▸ Text extract:
· · · · · · ·
[cfe-dev] PATCH: Cleanup function redeclaration representations

Sun May 4 11:42:15 PDT 2008

On Sun, May 4, 2008 at 2:59 AM, Chris Lattner <clattner at apple.com> wrote:
> On May 1, 2008, at 6:57 PM, Doug Gregor wrote:
>
> > Chris - there's a patch in here that you probably want to take a look at.
> >
>  It is also nice to be able to capture (as Argiris says) information that is
> reasonably close to the way the user wrote it.  This would argue for
> representing:
>
>  void foo(int x, int y = 4);
>  void foo(int x = 12, int y);
>
>  ... as two functiondecls, each of which that have *one* default argument
> specified.

It might be more accurate to represent the second "foo" as having a
default argument on "y", with a way to tell that the default argument
was actually merged from another declaration. Otherwise, the second
"foo" in isolation is an ill-formed function declaration.

> > I went a slightly different way... both #1 and #2 get the merged args
> > (so each shows the complete state at that time), but we use
> > CXXDefauiltArgExpr for default arguments that were the result of
> > merging default arguments. That way, we always know exactly which
> > parameter (in which declaration) the default argument originally came
> > from.
> >
>
>  Ok, so this is effectively handle the above as:
>
>  void foo(int x, int y = 4);
>  void foo(int x = 12, int y = <defaultargexpr 4>);
>
>  Where <defaultargexpr 4> points to the '4' in the previous foo prototype?

<defaultargexpr y> would be a little more accurate, where y refers to
the "y" parameter of the first declaration of "foo".

> This way you can distinguish between arguments that are explicitly specified
> from those that were inherited from previous declarations?  How does this
> handle cases like this:
>
>  void foo()
>  void foo(int x);
>  void foo()
>
>  case?

It's keeping these foo's as exactly as described in the source, which
isn't quite accurate. The last declaration should certainly know that
we do have a prototype for "foo".

> >  1) The swapping behavior is gone; instead, we merge into the
> > redeclaration and into the original declaration.
> >
>
>  I'm concerned about this.  It violates the sanctity of the original
> declaration :)

Yep, that's the trade-off in that patch.
· · · · · · ·
▸ Information given:

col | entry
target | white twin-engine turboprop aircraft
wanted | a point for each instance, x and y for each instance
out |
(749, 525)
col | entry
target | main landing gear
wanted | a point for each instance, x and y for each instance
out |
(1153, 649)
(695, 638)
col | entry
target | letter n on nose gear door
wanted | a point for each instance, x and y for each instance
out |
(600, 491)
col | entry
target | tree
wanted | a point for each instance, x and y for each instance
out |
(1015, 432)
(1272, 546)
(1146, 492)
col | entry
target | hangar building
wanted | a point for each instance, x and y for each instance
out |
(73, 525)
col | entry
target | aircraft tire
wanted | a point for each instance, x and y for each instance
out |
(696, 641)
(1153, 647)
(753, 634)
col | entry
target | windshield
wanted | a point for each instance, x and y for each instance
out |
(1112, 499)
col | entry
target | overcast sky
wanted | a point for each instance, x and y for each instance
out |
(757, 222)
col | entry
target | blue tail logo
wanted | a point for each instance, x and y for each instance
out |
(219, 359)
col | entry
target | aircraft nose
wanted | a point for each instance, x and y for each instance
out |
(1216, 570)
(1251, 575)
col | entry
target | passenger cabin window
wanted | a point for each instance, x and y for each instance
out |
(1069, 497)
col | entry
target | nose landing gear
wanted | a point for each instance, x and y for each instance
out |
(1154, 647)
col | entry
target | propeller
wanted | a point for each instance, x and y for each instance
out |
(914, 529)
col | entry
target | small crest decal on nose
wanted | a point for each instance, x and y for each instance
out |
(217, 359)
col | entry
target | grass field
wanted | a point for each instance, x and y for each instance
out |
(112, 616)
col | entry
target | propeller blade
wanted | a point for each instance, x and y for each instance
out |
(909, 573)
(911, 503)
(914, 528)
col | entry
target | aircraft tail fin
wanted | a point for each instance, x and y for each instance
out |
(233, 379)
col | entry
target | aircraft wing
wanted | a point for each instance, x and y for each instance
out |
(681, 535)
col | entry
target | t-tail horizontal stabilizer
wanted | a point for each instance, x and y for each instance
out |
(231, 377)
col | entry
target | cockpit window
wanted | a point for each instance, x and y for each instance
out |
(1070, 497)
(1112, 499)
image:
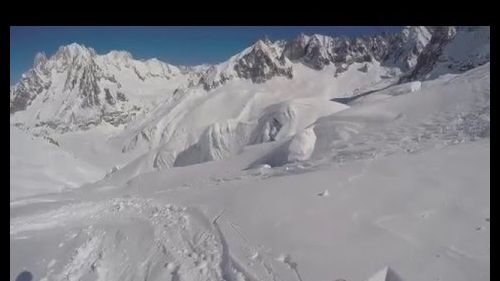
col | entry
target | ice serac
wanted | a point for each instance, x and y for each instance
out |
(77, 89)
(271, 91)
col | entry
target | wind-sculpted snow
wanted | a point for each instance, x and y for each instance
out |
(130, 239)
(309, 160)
· · · · · · ·
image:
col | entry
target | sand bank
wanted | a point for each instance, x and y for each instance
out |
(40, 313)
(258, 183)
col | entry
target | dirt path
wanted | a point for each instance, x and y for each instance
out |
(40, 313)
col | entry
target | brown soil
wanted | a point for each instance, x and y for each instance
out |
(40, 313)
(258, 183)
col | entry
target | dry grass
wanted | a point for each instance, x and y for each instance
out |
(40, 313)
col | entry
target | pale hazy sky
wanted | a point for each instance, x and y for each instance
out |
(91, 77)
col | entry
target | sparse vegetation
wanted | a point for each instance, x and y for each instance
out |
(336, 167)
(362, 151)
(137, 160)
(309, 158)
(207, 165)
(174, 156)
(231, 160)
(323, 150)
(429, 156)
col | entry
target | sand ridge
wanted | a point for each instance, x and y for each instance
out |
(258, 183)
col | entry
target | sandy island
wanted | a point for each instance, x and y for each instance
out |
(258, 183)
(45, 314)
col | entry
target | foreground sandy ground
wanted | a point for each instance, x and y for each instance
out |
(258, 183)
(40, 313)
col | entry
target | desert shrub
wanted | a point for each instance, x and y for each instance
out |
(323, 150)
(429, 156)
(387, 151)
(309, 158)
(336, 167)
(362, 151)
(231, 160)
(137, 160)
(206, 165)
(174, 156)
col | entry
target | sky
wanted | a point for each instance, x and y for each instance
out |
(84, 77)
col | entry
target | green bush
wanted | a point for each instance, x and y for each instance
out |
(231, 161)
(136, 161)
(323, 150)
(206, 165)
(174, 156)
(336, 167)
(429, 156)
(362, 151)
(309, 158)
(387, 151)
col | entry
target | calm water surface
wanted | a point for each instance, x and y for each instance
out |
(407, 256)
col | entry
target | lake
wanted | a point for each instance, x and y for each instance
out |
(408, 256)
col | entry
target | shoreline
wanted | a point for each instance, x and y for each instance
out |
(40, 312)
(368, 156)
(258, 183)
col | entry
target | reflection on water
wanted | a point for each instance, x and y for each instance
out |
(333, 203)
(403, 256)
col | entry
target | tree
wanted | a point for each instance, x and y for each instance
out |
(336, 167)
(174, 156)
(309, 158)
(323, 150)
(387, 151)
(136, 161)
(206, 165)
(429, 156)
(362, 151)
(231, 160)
· · · · · · ·
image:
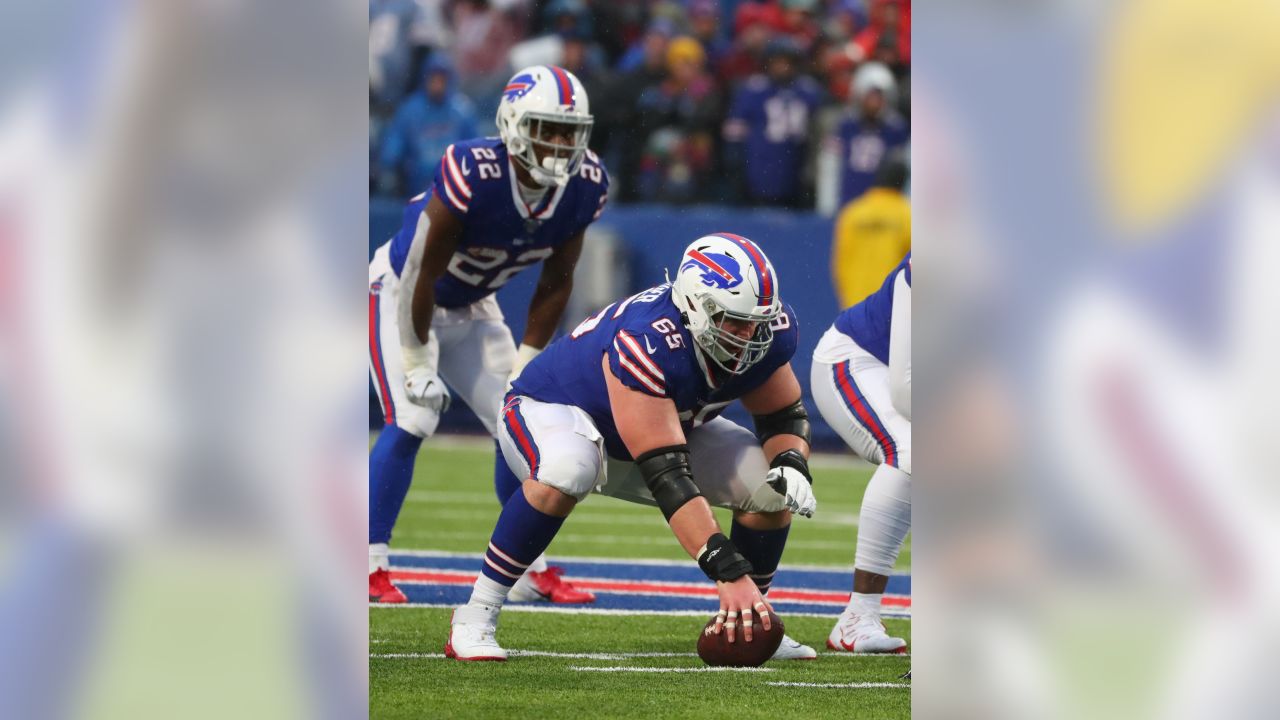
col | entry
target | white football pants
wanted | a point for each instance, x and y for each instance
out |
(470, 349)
· · · · · · ·
▸ Task set:
A: In the redeclarations thread, why does the reply say the second "foo" should be represented with a default argument on "y"? Answer in one to three sentences.
B: How many lines of the entries contain the string "landing"? Case counts. Reply with the number alone.

▸ Answers for this exercise:
A: Without a default argument on "y", the second "foo" taken on its own would be an ill-formed function declaration. The reply also wants a way to tell that this default argument was merged from another declaration.

B: 2